Go through the entries below and work out how many lines include "green". Answer with the number only.
++++
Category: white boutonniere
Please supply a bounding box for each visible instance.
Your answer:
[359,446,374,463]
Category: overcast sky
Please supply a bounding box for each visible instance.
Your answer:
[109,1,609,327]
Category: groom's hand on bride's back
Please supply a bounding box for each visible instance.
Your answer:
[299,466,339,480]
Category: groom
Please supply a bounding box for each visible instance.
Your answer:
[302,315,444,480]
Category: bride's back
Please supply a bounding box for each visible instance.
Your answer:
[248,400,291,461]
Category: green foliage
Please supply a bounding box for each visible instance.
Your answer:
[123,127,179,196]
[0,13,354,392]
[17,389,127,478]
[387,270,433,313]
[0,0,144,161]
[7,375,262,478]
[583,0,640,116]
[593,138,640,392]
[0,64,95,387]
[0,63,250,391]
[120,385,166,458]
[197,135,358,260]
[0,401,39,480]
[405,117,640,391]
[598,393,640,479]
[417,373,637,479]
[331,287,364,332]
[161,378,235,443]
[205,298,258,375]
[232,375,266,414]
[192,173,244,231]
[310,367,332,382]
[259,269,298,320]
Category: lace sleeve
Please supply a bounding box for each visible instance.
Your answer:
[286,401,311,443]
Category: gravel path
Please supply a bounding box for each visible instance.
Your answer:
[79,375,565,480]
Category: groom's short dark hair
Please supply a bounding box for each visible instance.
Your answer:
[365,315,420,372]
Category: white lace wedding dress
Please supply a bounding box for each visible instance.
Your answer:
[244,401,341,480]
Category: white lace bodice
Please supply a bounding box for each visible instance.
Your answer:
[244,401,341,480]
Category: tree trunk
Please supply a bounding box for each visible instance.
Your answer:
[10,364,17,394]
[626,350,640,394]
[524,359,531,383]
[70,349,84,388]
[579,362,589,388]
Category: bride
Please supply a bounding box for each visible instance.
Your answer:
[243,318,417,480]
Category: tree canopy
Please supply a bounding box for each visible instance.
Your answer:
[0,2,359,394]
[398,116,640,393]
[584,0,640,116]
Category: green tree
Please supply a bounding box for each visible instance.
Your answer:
++++
[FINISHED EXERCISE] 2